▶ Do this: Locate each line of the records below that contains the string "window", and copy those lines. Case counts when matching.

▶ Records for the exercise:

------------------------

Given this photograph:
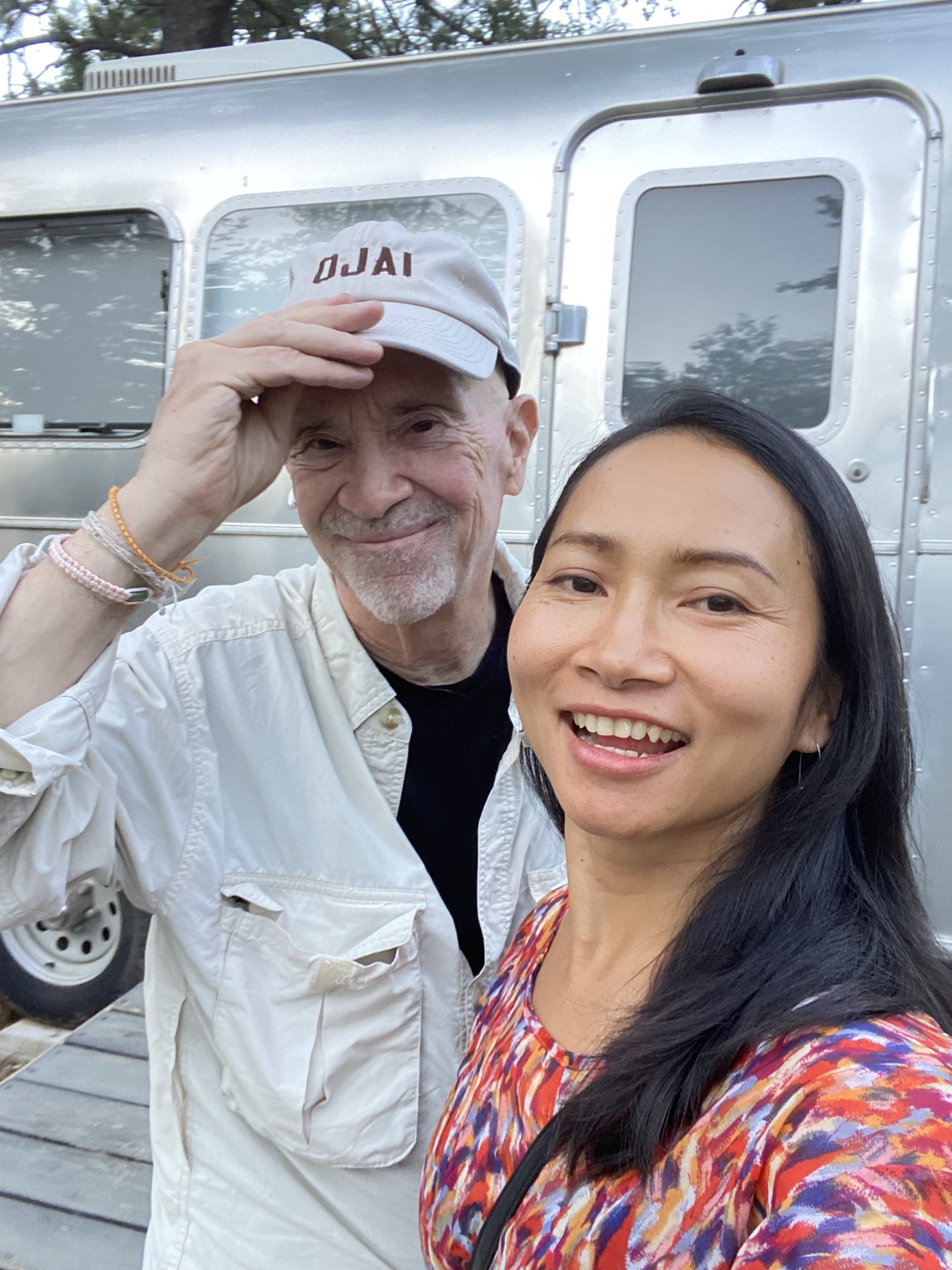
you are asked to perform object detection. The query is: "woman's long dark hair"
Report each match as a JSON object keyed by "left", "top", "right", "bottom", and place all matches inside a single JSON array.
[{"left": 523, "top": 391, "right": 952, "bottom": 1177}]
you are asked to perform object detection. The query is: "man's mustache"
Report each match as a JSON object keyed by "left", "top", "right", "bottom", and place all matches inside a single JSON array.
[{"left": 320, "top": 494, "right": 456, "bottom": 538}]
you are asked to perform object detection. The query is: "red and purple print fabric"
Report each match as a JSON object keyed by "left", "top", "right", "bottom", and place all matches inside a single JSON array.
[{"left": 420, "top": 892, "right": 952, "bottom": 1270}]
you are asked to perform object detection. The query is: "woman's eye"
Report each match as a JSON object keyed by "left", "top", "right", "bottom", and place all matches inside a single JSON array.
[
  {"left": 552, "top": 573, "right": 601, "bottom": 596},
  {"left": 699, "top": 596, "right": 746, "bottom": 614}
]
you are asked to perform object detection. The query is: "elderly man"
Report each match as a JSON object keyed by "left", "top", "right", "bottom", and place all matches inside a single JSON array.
[{"left": 0, "top": 222, "right": 561, "bottom": 1270}]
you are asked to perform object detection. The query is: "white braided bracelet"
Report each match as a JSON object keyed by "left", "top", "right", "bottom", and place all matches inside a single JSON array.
[
  {"left": 80, "top": 512, "right": 167, "bottom": 600},
  {"left": 47, "top": 533, "right": 150, "bottom": 606}
]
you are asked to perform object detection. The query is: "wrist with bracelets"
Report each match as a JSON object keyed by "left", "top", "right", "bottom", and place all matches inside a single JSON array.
[{"left": 47, "top": 485, "right": 196, "bottom": 608}]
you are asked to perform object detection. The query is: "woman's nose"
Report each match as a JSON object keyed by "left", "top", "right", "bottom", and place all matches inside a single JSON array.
[{"left": 575, "top": 601, "right": 677, "bottom": 688}]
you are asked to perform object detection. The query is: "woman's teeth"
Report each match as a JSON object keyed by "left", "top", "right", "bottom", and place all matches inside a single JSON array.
[{"left": 573, "top": 710, "right": 688, "bottom": 753}]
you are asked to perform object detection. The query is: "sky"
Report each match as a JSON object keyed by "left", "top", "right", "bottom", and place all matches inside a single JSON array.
[
  {"left": 9, "top": 0, "right": 744, "bottom": 93},
  {"left": 0, "top": 0, "right": 903, "bottom": 94}
]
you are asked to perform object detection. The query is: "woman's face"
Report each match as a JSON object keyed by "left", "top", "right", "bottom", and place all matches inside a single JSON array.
[{"left": 509, "top": 431, "right": 829, "bottom": 839}]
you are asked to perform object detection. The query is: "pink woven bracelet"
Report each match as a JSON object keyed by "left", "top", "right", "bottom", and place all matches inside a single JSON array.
[{"left": 47, "top": 533, "right": 150, "bottom": 606}]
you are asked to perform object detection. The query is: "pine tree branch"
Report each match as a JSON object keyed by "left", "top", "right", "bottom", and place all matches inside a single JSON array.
[{"left": 0, "top": 35, "right": 55, "bottom": 57}]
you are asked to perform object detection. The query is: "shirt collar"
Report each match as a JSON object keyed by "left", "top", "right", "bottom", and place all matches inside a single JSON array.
[{"left": 311, "top": 538, "right": 527, "bottom": 730}]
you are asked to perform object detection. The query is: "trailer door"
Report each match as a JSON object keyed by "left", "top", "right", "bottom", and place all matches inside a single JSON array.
[{"left": 548, "top": 97, "right": 928, "bottom": 579}]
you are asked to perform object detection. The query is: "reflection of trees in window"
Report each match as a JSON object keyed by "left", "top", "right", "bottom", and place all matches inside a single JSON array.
[
  {"left": 622, "top": 314, "right": 832, "bottom": 428},
  {"left": 777, "top": 194, "right": 843, "bottom": 296},
  {"left": 203, "top": 194, "right": 506, "bottom": 335},
  {"left": 0, "top": 212, "right": 170, "bottom": 428}
]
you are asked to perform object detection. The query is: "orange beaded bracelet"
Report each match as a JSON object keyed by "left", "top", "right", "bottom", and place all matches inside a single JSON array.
[{"left": 109, "top": 485, "right": 197, "bottom": 587}]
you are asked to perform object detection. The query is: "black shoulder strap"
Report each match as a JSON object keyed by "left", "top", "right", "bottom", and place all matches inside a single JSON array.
[{"left": 470, "top": 1111, "right": 559, "bottom": 1270}]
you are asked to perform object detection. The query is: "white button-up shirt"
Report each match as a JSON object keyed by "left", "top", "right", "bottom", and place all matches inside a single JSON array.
[{"left": 0, "top": 545, "right": 564, "bottom": 1270}]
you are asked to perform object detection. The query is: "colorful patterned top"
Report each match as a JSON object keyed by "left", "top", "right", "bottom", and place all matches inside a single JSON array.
[{"left": 420, "top": 892, "right": 952, "bottom": 1270}]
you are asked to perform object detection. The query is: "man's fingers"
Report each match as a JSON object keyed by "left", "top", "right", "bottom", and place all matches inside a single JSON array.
[
  {"left": 213, "top": 300, "right": 384, "bottom": 348},
  {"left": 224, "top": 348, "right": 373, "bottom": 398}
]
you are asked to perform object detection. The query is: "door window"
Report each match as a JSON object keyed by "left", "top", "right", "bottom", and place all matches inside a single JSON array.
[
  {"left": 622, "top": 175, "right": 843, "bottom": 428},
  {"left": 0, "top": 211, "right": 171, "bottom": 439},
  {"left": 202, "top": 193, "right": 508, "bottom": 338}
]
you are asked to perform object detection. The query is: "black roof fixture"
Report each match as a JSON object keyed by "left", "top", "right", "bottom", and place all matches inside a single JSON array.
[{"left": 697, "top": 48, "right": 783, "bottom": 93}]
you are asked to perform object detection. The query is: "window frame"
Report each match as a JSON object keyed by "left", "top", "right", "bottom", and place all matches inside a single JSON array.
[
  {"left": 185, "top": 176, "right": 524, "bottom": 343},
  {"left": 0, "top": 201, "right": 185, "bottom": 451},
  {"left": 605, "top": 158, "right": 863, "bottom": 445}
]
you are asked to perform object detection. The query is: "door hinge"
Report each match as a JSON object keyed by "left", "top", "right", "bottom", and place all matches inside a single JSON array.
[{"left": 545, "top": 300, "right": 589, "bottom": 353}]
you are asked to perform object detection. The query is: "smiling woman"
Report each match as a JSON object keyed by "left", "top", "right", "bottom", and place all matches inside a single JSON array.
[{"left": 421, "top": 392, "right": 952, "bottom": 1270}]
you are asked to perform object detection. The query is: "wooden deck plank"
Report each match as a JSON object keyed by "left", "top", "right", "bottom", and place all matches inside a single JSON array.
[
  {"left": 13, "top": 1045, "right": 148, "bottom": 1106},
  {"left": 63, "top": 1010, "right": 148, "bottom": 1058},
  {"left": 0, "top": 1130, "right": 153, "bottom": 1231},
  {"left": 0, "top": 1196, "right": 145, "bottom": 1270},
  {"left": 0, "top": 1080, "right": 153, "bottom": 1163}
]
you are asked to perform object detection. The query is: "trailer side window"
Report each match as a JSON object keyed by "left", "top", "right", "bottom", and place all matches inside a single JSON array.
[
  {"left": 622, "top": 176, "right": 843, "bottom": 428},
  {"left": 202, "top": 193, "right": 506, "bottom": 339},
  {"left": 0, "top": 211, "right": 171, "bottom": 439}
]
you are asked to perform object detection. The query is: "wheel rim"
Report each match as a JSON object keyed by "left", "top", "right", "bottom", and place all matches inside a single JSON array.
[{"left": 0, "top": 881, "right": 122, "bottom": 988}]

------------------------

▶ Finished answer:
you are asked to perform object detection. The query is: "reflection of trees in window"
you are asked to perform object detection. The query is: "door window"
you are asked to perform object detection. The query is: "window frame"
you are asked to perform object detection. The query is: "trailer side window"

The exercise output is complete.